(Selected text Opens)
ZPR distributes monthly dividend and their monthly ROC was 7.70480 per share. So, I think I don't need to report about ZPR in this income tax return.


----------



## Eclectic12

Where did you get the ZPR has RoC of $7.70480?

The only thing I can find on the BMO web site is the cash paid but where it should be listing the breakdown of the income, it is blank. 
Or perhaps you mean that across all your shares, the RoC is $7.70?

The BMO web site is weird as where one would expect the yearly breakdown that one sees on say the iShares or Vanguard web sites for ETFs, BMO seems to have "not available" for each year.


Then too, if it really is $7.70 a unit a month, at what looks like $9 a unit, this would mean that after about two months, the ACB would hit zero or negative so that all future RoC payments would be reported on one's tax return as a capital gain.



> For tax purposes, the important thing to know is that if your ACB does fall to zero, any subsequent distributions of ROC would be treated as capital gains. In this case, you wouldn’t deduct them from your ACB, but would *pay tax for the year the distribution was received.*


http://www.theglobeandmail.com/glob...apital-means-to-fund-investors/article547291/



The BMO web site is weird as where one would expect the yearly breakdown that one sees on say the iShares or Vanguard web sites for ETFs, BMO seems to have "not available" for each year.



Cheers


----------



## scorpion_ca

I downloaded Statement of Trust Income Allocations and Designations for ZPR from CDS Innovation website. 

http://services.cds.ca/applications...tart=1&Count=3000&RestrictToCategory=All-2015 









Yes, you are absolutely right that after two months, the ACB hit zero and the capital gain amount is $7,704.80 at the end of 2015. How do I report this as a capital gains in my income tax return? I use Studio Tax. As per T50008, proceeds amount is nil.
(Selected text Closes)
> [Required actions]
(a) In the ZPR thread, restate more briefly the paragraph that begins "Then too, if it really is $7.70 a unit a month," keeping its main facts.
(b) Retype the passage of the ZPR thread starting at "The only thing" and ending at "a capital gain.".
(Dataset excerpts Opens)
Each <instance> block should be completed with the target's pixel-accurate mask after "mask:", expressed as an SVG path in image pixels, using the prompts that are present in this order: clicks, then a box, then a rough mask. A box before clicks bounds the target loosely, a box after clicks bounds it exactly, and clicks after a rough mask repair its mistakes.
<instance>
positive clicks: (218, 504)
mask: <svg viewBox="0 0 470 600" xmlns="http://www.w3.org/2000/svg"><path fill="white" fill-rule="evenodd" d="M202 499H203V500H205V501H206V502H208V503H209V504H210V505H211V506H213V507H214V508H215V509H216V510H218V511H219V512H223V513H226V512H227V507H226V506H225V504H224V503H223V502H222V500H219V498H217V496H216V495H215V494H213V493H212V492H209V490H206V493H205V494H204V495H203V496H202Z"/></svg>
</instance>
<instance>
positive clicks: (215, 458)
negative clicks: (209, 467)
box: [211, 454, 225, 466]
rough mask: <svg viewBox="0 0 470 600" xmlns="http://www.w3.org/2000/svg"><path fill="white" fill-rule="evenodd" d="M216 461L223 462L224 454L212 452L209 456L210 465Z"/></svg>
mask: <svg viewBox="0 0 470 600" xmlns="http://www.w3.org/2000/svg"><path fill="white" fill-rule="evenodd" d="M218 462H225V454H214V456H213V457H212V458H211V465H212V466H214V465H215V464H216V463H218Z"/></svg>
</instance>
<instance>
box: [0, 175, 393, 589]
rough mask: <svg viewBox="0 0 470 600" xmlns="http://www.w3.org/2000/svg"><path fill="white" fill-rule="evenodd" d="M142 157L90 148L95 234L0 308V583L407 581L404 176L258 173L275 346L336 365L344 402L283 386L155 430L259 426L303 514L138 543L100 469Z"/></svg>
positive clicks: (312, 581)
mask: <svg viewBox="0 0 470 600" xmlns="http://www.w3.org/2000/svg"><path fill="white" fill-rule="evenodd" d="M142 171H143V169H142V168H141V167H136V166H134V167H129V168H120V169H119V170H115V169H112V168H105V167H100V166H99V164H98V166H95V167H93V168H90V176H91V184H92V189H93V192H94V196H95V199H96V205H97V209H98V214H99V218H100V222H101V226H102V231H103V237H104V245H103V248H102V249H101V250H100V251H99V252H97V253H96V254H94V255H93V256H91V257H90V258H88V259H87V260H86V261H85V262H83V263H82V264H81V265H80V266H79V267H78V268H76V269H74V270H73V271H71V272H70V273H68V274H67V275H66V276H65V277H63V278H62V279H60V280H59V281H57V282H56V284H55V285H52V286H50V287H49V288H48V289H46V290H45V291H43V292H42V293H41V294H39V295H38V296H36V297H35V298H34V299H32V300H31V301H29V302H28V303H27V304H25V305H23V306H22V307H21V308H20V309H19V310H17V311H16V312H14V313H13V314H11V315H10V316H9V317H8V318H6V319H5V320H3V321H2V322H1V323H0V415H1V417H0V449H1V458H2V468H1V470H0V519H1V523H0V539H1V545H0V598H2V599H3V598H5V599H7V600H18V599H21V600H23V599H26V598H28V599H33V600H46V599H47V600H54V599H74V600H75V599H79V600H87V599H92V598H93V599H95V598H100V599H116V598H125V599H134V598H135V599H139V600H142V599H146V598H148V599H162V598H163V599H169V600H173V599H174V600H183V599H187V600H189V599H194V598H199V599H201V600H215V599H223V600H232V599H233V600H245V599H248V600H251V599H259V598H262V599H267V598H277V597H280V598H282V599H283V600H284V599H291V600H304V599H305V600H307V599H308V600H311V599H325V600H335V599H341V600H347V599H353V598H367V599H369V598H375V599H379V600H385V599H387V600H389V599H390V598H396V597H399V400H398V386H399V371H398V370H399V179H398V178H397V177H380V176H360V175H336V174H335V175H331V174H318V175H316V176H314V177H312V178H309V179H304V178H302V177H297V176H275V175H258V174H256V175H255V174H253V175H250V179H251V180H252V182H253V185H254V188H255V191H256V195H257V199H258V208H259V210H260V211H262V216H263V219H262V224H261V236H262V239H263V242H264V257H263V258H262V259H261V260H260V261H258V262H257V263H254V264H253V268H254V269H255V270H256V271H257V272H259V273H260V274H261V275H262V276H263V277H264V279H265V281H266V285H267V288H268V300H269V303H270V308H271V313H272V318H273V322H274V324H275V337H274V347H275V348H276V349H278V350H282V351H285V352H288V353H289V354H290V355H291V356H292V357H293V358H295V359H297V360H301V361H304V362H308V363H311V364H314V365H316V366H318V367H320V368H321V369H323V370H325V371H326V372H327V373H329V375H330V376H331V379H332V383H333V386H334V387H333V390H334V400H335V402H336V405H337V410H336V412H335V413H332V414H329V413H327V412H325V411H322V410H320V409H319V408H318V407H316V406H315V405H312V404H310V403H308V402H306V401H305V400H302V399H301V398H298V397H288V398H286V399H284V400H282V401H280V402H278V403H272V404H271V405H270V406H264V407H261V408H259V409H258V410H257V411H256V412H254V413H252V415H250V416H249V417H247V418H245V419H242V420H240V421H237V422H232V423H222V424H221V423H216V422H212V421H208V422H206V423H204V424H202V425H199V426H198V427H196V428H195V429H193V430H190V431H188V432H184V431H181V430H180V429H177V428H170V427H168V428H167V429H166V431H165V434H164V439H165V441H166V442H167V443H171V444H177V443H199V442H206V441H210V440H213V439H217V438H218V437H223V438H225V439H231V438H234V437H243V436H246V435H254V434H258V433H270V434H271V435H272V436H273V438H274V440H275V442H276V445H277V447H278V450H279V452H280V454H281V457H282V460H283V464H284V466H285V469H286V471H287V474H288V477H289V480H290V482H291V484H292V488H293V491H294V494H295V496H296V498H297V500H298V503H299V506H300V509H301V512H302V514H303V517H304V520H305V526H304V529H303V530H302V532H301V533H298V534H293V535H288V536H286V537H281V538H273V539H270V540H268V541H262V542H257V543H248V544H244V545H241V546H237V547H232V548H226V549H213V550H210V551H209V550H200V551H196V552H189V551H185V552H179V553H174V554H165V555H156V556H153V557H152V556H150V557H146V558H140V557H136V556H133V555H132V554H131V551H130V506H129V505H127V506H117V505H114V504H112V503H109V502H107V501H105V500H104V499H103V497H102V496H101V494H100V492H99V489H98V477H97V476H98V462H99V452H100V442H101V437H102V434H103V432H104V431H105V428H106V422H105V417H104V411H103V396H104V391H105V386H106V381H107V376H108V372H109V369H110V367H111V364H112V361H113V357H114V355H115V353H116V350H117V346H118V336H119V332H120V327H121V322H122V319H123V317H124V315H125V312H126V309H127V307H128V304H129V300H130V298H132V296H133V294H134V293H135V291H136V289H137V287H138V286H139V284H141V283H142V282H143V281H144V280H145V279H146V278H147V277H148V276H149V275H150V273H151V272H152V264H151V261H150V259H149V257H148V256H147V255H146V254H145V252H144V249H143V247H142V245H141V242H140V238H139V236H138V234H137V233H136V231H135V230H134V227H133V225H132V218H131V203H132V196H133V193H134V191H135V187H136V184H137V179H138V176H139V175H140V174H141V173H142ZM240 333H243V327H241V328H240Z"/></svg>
(Dataset excerpts Closes)
> [Answers to the tasks]
(a) At $7.70 of return of capital per unit each month on units priced around $9, the ACB would reach zero or go negative after about two months. All later return-of-capital payments would then be reported as capital gains on the tax return.

(b)
The only thing I can find on the BMO web site is the cash paid but where it should be listing the breakdown of the income, it is blank. 
Or perhaps you mean that across all your shares, the RoC is $7.70?

The BMO web site is weird as where one would expect the yearly breakdown that one sees on say the iShares or Vanguard web sites for ETFs, BMO seems to have "not available" for each year.


Then too, if it really is $7.70 a unit a month, at what looks like $9 a unit, this would mean that after about two months, the ACB would hit zero or negative so that all future RoC payments would be reported on one's tax return as a capital gain.